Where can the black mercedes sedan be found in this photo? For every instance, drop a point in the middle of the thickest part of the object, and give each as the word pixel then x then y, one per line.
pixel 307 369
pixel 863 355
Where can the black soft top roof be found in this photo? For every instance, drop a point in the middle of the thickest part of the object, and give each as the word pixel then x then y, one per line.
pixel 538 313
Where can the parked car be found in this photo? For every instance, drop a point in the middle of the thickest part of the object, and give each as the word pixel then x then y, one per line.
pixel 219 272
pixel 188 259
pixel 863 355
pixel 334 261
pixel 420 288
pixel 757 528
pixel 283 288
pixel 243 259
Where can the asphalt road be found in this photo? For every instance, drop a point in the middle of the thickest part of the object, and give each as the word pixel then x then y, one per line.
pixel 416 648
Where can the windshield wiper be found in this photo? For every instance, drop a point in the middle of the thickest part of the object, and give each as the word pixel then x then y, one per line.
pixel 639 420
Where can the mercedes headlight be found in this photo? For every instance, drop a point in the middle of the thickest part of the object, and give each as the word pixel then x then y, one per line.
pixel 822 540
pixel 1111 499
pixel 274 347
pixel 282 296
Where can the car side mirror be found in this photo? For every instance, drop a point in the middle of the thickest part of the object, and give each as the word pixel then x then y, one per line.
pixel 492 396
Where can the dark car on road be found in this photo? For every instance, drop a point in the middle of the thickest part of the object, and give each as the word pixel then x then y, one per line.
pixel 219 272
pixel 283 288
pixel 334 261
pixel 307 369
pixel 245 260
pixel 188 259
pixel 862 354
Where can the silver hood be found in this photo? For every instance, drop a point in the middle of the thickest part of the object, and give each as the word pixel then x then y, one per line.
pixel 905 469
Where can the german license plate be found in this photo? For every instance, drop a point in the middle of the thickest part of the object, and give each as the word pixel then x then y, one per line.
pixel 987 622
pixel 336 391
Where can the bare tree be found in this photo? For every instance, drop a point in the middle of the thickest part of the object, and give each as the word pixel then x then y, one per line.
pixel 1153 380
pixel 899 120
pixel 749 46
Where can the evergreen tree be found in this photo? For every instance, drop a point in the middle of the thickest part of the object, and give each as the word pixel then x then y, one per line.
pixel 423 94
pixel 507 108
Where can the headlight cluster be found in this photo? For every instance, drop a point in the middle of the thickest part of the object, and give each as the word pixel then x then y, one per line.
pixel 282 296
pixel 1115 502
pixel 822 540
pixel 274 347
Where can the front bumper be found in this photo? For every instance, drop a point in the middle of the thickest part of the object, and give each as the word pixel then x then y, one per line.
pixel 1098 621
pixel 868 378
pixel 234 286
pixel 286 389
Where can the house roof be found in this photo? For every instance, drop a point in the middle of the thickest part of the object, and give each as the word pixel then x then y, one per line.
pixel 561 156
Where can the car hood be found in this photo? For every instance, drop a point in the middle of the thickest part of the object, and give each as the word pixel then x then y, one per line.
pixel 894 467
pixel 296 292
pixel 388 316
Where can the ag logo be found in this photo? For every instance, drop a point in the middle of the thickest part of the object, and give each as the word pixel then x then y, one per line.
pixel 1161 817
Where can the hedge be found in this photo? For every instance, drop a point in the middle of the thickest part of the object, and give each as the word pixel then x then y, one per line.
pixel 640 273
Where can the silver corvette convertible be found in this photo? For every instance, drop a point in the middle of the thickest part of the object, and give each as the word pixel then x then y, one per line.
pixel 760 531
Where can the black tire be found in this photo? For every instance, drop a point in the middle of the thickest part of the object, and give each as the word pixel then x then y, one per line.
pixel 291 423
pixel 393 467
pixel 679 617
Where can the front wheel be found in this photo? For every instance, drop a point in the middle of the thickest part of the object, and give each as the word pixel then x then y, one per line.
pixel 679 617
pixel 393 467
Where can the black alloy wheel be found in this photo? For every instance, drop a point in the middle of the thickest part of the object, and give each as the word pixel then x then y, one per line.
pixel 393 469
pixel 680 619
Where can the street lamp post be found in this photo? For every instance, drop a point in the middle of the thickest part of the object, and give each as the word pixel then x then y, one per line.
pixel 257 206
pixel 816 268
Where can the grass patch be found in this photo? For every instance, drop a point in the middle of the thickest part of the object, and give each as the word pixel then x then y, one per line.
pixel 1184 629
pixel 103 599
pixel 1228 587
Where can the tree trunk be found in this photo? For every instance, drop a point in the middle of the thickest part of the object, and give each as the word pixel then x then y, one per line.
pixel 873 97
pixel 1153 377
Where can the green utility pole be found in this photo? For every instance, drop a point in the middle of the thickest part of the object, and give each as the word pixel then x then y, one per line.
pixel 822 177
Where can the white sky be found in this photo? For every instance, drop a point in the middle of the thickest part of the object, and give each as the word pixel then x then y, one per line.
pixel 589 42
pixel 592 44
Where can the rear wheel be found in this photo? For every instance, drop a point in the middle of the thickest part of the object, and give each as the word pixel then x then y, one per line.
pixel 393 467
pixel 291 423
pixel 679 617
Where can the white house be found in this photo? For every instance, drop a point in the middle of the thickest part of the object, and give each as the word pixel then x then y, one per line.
::::::::::
**WHAT IS BEING ASKED**
Would you set down every record again, exactly as it appears above?

**RESPONSE**
Where can the black mercedes sedan be found in this photo? For every instance, drop a point in the middle of the thickest part of the object, and give each as the word pixel then x then y, one per line.
pixel 307 369
pixel 863 355
Where can the black soft top roof be found in this photo? For every instance, drop a point in the middle of the thickest part of the object, and give each as the word pixel then x then y, one per line.
pixel 538 313
Where can the parked car be found in this photo? For every instance, drop a point in the middle of the thickest part of the object, and give each as the word pixel then x then y, one per line.
pixel 219 272
pixel 188 259
pixel 863 355
pixel 334 261
pixel 420 288
pixel 757 528
pixel 283 288
pixel 243 259
Where can the asphalt road be found in this photo? For every instance, drop a point in the middle of the thickest part of the object, and give each as the word pixel then x then y, one per line.
pixel 416 648
Where can the windshield wiper be found in this photo? For every instance, drop a point in the middle of the thickest part of the object, and give each as the word pixel then x then y, one per line.
pixel 639 420
Where can the mercedes headlight be found in this photo? For every instance, drop a point in the middle of the thickest part of the object, and give each as the word pixel then x then y, one per line.
pixel 822 540
pixel 1111 499
pixel 274 347
pixel 282 296
Where can the car side mirror be found in this photo? For every instance, drop a point in the middle of the thickest part of the object, and give each as the word pixel then x then y, one per line.
pixel 492 396
Where can the dark car on road be found in this photo? For every instance, drop a point in the middle of the thickest part of the object, and give each as the word pixel then x then y, one per line.
pixel 219 272
pixel 283 288
pixel 334 261
pixel 307 369
pixel 245 260
pixel 188 259
pixel 862 354
Where can the silver hood be found in this photo? For every instance, drop a point in the middle of the thickest part of the object, and give each as the word pixel then x then y, one per line.
pixel 905 469
Where can the german license plate be found in this photo? For every instance, drop a point in the middle of the thickest part of the object, and give each as the word pixel then x then y, one per line.
pixel 987 622
pixel 336 391
Where can the bare tree be found in this photo? For every instance, drop a point in the middle of the thickest part of the object, and give each as the word pixel then x then y, one per line.
pixel 1153 380
pixel 899 120
pixel 749 46
Where can the evergreen tree be found in this photo? For every instance, drop a point in the middle of the thickest part of the object, and give each as the word pixel then x then y, one per line.
pixel 423 94
pixel 507 108
Where can the headlight cluster be found in this photo? For every instance, drop a point in the middle of the thickest part of the object, and give each as the word pixel then x then y, one per line.
pixel 282 296
pixel 1115 502
pixel 822 540
pixel 274 347
Where can the front bumper be found in this photo? For every instance, drop a point in the middle of the thickest part of the object, and give each as the word pixel then x then y, one per line.
pixel 1098 621
pixel 868 378
pixel 234 286
pixel 286 389
Where can the house roof be found in this photo? For every instance, drop a point in the middle of the thickest part of the object, and give each as the word pixel then x then y, one per line.
pixel 561 156
Where can the car hood be found in this photo? For every instance, drop a point in the middle of the thickest part of the object, and give each as the word pixel then x then y, one per line.
pixel 894 467
pixel 296 292
pixel 388 316
Where can the ag logo be found in this photo? For every instance, drop a point in the middle of the thickest part of the object, and give each as the word pixel then x then y, one per line.
pixel 1161 817
Where can the hedge be found in this photo? For every instance, drop a point in the middle of the thickest part of the object, and give each as the word pixel then x then y, one per line.
pixel 640 273
Where can the silver corvette convertible be found in this photo? For every instance, drop a point in the middle of the thickest part of the object, and give each as the word pixel then x then y, one per line.
pixel 760 531
Where can the black tire be found in this photo? For every instance, drop a point in the middle of the thickest part of the object, and give each as the word pixel then x then y, one per line.
pixel 291 423
pixel 393 467
pixel 679 617
Where can the front wheel be found in this photo? For every instance, drop a point in the middle of the thickest part of the object, and give each as the word pixel then x then y, one per line.
pixel 679 617
pixel 393 467
Where can the black alloy wheel be found in this photo? For every instance, drop a point in the middle of the thickest part of the object, and give each as the word pixel then x then y, one per line.
pixel 393 469
pixel 680 619
Where can the street lamp post be found in this photo? For every instance, drop a point in the middle of the thickest part of the object, and give each as the word pixel then x then y, one per line.
pixel 257 206
pixel 816 268
Where can the grass patch be found in this photo? For every instance, drop a point in the middle of the thickest part of the object, and give each as the word pixel then x then y, one per line.
pixel 1184 629
pixel 103 599
pixel 1228 587
Where can the tree trunk be found in this photo? For every instance, drop a point in the middle of the thickest part of the object, and give each as the word pixel then x then y, one per line.
pixel 873 97
pixel 1153 377
Where can the green utility pole be found in this photo? For every instance, drop a point in the middle of the thickest part of the object, and give each as the word pixel then x then y, one per line.
pixel 822 177
Where can the white sky be found in this photo? For every instance, drop a point in the middle of the thickest part of the object, and give each as the word pixel then x then y, one per line.
pixel 589 42
pixel 592 44
Where can the rear wheel be found in this photo? For every instance, drop a point in the middle of the thickest part of the object, and give each as the word pixel then x then y, one per line.
pixel 393 467
pixel 291 423
pixel 679 617
Where can the white house be found in this photo? For every instance, drop a point in the middle of the thickest part of the object, and give each as the word pixel then x then y, one per line.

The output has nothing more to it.